# Driver Power Seat Twisting side to side not forward-backward



## lfod77 (Jun 17, 2018)

Hey folks, my kids 2016 Cruze with leather power drivers seat will not go forward and backwards. Makes an awful grinding/stripping noise in seat track next to console. I took the seat out today, cleaned things up, but cannot see how to remove the motor or cable that goes into the track. Guessing the cable is stripped. Anyone know how to take that motor out so you can get at the cable or at least get to the next step to see what is wrong? 
Suggestions?


----------



## Bvogt (Dec 19, 2021)

This is for a 14, but may help. if you need the other actuators too, let me know


----------



## Blasirl (Mar 31, 2015)

lfod77 said:


> Hey folks, my kids 2016 Cruze with leather power drivers seat will not go forward and backwards. Makes an awful grinding/stripping noise in seat track next to console. I took the seat out today, cleaned things up, but cannot see how to remove the motor or cable that goes into the track. Guessing the cable is stripped. Anyone know how to take that motor out so you can get at the cable or at least get to the next step to see what is wrong?
> Suggestions?
> View attachment 297140


I cannot answer your question at the moment and I know this is posted in the Gen II section, but want to know for sure if this is a 2016 Limited (Gen I) or a 2016 Premier (Gen II)?

EDIT: Where have you been for the last 4 years?


----------

Written exercise A →
Do the following statements agree with the seat thread? (i) The driver's seat will not go forward and backwards. (ii) The first poster managed to remove the motor. (iii) The grinding noise comes from the seat track next to the console. Answer yes or no for each, quoting the deciding words of the thread.
Written exercise B →
Can you restate the part of the seat thread that opens with the words "## Blasirl (Mar" and closes with "Premier (Gen II)?", substituting "query" for "question"?

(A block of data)

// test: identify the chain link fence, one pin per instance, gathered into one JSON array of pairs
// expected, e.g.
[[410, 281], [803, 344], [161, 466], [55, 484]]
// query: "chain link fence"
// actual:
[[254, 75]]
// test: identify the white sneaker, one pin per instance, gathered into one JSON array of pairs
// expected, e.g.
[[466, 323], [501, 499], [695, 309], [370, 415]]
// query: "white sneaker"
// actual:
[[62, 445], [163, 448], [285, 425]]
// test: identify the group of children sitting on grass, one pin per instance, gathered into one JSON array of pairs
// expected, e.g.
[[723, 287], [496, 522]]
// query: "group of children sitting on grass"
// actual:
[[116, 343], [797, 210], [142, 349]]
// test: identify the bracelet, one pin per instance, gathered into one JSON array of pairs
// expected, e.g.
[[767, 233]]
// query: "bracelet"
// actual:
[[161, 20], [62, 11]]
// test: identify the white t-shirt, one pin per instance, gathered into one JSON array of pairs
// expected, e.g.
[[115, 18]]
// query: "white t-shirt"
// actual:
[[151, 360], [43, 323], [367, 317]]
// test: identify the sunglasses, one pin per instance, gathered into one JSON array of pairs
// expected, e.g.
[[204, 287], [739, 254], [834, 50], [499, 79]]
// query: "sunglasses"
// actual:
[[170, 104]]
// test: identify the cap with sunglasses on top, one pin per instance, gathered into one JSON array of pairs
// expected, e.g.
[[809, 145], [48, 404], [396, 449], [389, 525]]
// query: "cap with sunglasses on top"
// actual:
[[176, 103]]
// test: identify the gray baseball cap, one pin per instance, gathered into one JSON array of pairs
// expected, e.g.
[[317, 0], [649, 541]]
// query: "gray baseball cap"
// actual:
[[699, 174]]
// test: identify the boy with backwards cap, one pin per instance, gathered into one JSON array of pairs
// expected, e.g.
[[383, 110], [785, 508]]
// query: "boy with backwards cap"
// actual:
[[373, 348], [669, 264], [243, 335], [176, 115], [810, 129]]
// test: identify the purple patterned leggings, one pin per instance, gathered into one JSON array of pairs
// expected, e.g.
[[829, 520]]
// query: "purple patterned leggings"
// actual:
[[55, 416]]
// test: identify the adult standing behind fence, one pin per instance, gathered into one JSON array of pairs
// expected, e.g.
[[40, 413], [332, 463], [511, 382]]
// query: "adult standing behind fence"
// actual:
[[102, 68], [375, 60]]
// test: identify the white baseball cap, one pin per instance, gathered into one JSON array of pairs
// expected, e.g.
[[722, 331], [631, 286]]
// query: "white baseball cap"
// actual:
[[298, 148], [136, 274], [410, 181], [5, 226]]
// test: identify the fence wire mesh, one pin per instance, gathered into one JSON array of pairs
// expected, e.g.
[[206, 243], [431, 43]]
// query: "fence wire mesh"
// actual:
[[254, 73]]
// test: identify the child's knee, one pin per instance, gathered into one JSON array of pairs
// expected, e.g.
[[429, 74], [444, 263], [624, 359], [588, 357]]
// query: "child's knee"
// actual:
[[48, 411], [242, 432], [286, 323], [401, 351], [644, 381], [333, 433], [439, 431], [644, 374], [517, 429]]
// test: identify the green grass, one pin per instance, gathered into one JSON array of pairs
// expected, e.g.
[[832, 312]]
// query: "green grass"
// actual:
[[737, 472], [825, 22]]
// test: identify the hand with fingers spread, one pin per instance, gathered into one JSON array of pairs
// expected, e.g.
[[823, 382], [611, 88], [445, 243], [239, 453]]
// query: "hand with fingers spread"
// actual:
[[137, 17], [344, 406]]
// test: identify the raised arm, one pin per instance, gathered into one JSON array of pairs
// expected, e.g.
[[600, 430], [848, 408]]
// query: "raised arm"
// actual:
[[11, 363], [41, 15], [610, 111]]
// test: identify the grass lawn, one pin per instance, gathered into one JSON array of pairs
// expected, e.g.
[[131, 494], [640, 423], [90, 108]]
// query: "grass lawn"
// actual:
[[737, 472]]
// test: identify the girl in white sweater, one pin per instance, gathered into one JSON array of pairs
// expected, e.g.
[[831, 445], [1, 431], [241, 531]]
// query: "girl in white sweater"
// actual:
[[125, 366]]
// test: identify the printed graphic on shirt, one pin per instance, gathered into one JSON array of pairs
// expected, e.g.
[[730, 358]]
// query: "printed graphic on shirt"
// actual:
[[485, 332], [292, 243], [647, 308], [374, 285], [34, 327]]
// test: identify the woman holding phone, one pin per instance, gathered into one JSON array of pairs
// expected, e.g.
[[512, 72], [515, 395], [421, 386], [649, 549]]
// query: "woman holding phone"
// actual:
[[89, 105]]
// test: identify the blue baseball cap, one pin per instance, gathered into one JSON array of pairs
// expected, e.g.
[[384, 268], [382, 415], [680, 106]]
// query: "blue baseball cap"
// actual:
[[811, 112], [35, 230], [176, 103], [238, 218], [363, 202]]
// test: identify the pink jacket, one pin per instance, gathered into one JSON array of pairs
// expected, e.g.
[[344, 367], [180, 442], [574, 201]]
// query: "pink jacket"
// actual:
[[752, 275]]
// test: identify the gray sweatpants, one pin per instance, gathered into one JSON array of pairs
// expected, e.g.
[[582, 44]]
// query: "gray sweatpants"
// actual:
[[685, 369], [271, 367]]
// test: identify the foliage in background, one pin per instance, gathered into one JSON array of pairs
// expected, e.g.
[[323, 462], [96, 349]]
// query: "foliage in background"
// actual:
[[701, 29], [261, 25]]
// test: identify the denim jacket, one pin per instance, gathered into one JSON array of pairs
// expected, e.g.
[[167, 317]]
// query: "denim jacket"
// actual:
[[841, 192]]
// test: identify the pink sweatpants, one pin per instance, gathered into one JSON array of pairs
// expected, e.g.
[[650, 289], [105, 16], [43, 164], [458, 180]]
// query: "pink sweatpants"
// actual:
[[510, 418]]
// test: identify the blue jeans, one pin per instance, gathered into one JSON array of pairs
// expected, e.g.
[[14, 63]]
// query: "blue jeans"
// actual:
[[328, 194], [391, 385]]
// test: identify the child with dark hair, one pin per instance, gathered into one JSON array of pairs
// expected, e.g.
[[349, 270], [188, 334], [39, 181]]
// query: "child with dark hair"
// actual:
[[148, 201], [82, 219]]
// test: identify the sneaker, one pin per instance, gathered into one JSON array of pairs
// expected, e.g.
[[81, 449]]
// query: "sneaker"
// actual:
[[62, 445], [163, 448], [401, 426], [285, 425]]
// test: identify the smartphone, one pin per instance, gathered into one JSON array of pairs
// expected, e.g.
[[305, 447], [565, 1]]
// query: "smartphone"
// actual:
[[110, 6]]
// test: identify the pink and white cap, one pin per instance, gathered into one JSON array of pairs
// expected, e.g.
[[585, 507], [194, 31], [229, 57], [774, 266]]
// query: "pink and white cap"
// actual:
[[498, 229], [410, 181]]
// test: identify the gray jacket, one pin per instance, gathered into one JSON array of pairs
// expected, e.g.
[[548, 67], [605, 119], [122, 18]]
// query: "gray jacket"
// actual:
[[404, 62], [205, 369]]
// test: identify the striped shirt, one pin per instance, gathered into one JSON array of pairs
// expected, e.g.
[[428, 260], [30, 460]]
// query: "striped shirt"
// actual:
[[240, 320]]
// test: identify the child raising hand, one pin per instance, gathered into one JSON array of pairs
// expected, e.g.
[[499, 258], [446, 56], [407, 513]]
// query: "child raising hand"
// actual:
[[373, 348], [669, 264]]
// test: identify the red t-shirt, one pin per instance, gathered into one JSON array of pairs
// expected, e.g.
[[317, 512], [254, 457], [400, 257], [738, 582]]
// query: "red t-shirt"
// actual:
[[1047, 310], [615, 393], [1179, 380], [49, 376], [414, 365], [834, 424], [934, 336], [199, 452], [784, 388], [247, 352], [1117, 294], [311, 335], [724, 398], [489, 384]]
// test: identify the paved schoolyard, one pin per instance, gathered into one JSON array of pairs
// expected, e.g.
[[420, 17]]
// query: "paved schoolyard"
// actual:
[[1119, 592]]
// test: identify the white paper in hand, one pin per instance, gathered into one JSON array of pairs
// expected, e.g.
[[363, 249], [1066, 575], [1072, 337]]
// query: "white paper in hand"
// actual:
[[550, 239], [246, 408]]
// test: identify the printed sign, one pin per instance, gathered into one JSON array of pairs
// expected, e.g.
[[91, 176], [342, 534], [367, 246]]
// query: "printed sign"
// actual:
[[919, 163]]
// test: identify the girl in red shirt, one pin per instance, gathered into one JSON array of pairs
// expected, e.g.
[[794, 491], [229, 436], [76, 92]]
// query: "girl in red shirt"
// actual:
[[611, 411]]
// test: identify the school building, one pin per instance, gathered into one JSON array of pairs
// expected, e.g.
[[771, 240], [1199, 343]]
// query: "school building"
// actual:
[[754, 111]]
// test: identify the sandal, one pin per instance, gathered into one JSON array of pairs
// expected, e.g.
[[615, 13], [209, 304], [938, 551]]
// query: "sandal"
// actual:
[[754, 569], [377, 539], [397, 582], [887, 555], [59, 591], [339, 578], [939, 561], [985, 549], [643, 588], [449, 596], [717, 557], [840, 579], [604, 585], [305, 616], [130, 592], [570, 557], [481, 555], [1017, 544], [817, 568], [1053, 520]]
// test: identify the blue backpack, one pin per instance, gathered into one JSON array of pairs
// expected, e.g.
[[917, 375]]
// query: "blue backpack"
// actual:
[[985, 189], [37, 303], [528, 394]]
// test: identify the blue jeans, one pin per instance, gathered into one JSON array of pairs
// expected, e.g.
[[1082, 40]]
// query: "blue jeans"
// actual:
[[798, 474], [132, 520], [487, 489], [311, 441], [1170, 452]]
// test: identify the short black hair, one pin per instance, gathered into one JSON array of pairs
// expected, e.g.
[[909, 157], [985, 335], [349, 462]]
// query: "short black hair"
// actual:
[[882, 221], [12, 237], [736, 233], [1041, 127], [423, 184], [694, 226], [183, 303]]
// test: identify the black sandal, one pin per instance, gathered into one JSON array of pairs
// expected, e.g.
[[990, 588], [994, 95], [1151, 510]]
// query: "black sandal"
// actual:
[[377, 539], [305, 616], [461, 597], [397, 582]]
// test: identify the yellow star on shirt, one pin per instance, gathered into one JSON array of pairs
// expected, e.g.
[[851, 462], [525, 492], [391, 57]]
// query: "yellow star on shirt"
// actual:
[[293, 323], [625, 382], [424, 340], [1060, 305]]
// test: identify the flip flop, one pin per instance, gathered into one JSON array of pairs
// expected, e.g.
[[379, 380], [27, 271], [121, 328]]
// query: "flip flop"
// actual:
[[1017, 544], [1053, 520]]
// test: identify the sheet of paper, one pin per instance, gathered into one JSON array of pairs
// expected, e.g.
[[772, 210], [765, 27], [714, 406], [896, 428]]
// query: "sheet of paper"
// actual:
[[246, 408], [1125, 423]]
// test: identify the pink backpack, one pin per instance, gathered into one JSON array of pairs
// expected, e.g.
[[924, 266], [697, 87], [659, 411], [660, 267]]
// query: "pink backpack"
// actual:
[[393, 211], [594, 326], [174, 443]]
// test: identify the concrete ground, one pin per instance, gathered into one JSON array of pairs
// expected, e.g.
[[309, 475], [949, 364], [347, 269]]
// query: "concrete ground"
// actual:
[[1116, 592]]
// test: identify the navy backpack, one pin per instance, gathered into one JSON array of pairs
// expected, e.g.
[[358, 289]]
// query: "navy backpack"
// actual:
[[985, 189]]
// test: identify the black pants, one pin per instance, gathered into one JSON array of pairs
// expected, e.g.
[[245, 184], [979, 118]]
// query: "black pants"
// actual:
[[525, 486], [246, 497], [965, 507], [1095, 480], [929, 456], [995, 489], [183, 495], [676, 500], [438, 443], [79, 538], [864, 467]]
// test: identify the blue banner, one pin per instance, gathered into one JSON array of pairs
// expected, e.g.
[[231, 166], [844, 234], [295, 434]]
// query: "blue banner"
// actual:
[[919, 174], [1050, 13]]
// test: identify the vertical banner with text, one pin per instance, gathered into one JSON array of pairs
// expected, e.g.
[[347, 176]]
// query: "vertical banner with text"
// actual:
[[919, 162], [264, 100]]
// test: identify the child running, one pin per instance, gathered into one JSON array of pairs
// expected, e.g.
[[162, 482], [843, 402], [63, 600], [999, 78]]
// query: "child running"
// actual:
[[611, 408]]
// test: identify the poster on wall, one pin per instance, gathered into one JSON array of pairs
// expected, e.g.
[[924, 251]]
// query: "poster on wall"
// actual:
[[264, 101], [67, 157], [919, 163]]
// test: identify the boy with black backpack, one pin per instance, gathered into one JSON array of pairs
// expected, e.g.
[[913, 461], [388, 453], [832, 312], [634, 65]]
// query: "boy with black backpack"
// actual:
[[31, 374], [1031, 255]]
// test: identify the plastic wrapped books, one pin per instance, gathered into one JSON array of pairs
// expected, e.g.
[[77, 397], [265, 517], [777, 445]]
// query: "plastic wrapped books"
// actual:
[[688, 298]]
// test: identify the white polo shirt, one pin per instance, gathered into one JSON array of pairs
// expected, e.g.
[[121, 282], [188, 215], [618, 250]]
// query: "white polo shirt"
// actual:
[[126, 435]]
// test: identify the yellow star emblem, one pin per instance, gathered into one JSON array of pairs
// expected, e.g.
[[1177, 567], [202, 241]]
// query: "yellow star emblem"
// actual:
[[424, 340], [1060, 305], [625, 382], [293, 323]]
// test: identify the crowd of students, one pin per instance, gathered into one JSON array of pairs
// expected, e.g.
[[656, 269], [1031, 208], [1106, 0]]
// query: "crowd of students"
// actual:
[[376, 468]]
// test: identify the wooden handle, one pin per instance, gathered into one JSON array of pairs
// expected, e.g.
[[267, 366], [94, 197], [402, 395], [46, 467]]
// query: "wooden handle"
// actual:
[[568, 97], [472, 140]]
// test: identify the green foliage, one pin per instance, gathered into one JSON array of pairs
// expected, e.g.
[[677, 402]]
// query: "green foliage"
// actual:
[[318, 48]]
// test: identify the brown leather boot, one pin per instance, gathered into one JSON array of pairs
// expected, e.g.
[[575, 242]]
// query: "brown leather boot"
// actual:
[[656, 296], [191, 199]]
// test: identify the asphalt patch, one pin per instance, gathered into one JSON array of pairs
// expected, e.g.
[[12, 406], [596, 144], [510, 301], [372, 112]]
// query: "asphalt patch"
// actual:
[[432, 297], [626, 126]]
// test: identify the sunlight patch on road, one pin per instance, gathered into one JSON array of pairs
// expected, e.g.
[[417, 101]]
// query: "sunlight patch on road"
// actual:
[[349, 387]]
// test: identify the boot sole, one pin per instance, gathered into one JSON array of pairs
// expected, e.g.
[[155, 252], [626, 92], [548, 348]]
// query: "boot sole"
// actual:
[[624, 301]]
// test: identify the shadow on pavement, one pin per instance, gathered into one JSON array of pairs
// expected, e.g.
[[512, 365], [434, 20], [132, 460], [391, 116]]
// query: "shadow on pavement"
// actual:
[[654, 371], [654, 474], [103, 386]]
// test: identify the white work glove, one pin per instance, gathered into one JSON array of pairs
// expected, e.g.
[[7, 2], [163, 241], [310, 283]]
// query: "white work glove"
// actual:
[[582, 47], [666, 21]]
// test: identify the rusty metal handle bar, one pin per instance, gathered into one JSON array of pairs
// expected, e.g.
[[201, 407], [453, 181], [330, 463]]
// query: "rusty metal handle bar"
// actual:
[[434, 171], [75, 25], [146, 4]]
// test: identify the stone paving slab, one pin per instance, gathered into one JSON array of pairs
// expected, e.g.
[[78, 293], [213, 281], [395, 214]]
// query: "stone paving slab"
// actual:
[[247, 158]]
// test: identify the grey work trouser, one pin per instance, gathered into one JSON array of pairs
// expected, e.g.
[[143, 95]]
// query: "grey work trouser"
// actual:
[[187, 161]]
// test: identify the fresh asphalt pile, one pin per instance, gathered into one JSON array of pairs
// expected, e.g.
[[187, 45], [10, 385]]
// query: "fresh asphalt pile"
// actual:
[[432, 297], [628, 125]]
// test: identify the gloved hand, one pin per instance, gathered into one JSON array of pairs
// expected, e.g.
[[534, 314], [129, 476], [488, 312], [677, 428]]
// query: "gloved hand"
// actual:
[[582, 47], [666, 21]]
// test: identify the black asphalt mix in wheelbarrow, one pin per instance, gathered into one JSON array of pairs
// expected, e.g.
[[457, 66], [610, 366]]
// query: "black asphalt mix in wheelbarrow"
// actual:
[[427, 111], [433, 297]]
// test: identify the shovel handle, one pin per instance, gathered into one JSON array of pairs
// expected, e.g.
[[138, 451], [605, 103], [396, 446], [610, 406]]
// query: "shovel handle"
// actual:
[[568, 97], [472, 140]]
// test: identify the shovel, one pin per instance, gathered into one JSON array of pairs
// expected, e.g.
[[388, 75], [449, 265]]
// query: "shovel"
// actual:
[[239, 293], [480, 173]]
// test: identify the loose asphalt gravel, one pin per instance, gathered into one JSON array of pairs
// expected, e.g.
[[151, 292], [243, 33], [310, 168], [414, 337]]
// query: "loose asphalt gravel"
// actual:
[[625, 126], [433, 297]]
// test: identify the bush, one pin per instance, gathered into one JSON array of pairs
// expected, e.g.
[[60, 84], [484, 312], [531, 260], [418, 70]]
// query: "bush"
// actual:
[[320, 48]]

Written reply A →
(i) Yes: "will not go forward and backwards"
(ii) No: "cannot see how to remove the motor or cable that goes into the track"
(iii) Yes: "Makes an awful grinding/stripping noise in seat track next to console"

Written reply B →
## Blasirl (Mar 31, 2015)

lfod77 said:


> Hey folks, my kids 2016 Cruze with leather power drivers seat will not go forward and backwards. Makes an awful grinding/stripping noise in seat track next to console. I took the seat out today, cleaned things up, but cannot see how to remove the motor or cable that goes into the track. Guessing the cable is stripped. Anyone know how to take that motor out so you can get at the cable or at least get to the next step to see what is wrong?
> Suggestions?
> View attachment 297140


I cannot answer your query at the moment and I know this is posted in the Gen II section, but want to know for sure if this is a 2016 Limited (Gen I) or a 2016 Premier (Gen II)?